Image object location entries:
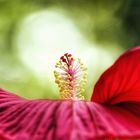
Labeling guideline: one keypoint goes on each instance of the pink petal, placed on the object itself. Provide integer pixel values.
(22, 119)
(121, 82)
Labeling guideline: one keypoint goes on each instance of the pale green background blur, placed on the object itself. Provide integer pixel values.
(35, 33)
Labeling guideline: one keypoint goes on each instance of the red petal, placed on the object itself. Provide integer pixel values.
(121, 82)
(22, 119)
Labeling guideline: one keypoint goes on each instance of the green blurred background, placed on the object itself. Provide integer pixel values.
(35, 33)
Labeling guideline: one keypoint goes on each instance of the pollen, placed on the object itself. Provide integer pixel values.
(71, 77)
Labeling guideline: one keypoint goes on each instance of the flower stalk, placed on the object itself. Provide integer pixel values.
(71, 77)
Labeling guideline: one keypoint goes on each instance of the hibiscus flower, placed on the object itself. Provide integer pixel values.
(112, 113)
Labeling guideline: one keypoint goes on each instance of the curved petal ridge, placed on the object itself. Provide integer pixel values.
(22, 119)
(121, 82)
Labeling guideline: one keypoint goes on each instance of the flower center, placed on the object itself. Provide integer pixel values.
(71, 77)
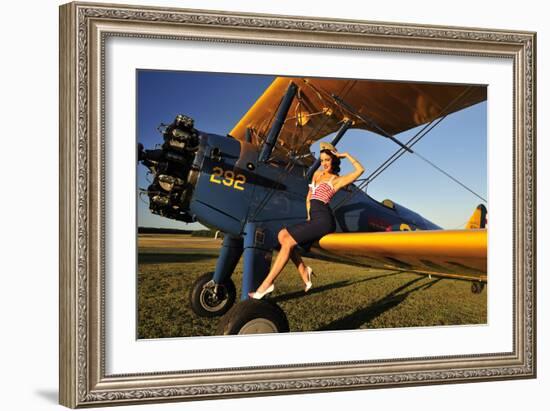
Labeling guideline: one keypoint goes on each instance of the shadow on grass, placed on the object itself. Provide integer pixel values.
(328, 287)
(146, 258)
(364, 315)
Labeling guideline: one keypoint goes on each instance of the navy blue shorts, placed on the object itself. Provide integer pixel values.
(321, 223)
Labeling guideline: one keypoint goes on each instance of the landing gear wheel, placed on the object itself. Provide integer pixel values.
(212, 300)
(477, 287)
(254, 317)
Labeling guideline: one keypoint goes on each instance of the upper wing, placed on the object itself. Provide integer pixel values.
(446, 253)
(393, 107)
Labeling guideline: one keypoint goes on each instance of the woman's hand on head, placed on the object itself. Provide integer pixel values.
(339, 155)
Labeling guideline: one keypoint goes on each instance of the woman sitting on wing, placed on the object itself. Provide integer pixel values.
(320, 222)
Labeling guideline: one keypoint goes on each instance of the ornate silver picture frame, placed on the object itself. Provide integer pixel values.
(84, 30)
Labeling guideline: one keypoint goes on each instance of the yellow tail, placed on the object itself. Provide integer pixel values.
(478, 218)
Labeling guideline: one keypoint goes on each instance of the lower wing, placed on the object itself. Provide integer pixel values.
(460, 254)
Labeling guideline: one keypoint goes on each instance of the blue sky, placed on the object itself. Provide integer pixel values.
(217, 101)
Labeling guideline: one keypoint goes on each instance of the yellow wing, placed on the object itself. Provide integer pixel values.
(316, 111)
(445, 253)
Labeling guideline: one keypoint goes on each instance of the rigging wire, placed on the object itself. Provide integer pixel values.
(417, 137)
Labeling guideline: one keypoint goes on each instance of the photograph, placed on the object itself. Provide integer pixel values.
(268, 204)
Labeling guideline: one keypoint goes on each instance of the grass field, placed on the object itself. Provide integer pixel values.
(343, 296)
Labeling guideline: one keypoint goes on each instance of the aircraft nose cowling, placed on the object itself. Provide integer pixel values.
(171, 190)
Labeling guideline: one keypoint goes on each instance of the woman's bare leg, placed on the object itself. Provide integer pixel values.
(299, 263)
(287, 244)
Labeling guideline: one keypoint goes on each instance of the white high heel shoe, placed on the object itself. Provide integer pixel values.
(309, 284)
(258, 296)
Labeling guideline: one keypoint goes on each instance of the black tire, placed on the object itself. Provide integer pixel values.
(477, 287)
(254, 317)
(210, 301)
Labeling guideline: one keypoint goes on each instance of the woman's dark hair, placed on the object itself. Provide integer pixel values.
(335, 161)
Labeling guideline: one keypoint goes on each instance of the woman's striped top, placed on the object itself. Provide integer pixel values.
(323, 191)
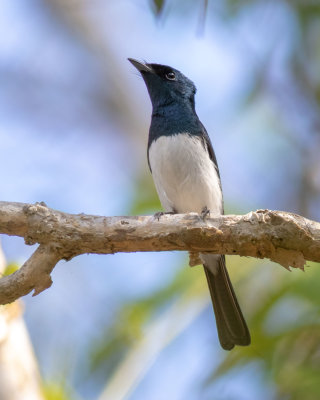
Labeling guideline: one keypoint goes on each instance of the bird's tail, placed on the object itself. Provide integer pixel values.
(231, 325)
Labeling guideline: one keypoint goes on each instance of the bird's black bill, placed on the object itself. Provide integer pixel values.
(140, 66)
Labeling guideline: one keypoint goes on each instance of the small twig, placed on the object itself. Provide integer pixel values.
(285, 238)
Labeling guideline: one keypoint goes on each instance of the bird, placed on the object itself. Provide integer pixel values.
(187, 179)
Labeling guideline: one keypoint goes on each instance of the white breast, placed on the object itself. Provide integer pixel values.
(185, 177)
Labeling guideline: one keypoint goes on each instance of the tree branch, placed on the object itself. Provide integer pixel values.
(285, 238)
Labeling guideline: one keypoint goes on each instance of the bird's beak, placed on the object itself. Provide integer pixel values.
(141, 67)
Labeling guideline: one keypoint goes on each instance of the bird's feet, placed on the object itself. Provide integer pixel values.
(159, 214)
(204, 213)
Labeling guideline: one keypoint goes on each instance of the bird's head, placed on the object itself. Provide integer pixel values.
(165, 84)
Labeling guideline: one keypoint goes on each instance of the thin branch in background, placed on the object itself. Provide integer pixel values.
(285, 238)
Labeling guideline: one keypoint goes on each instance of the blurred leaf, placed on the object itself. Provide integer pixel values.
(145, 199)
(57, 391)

WHAT TO DO:
Repeat word for word each line from the one with "bird's beak, placed" to the end of the records above, inclusive.

EXERCISE SOLUTION:
Labeling guideline: one keypoint goes on each instance of the bird's beak, placed on the object itself. Provide integer pixel values.
(141, 67)
Labeling guideline: one keypoint goes on each instance of the bird's feet, placed on the object itself. Provide integer pixel values.
(159, 214)
(204, 213)
Labeling guideline: one keypoint goes on each instance of the bird's head, placed on the object itself. Provide integer pixel values.
(165, 84)
Labeling guideline: one keypoint goes on each instance of the thin branch in background, placed on the object itself. Provide integer pixel values.
(285, 238)
Labeling guideline: one keypoint goes on each instance of the blurred leaf, placed on the object itself. Provide integer pixel values.
(145, 199)
(57, 391)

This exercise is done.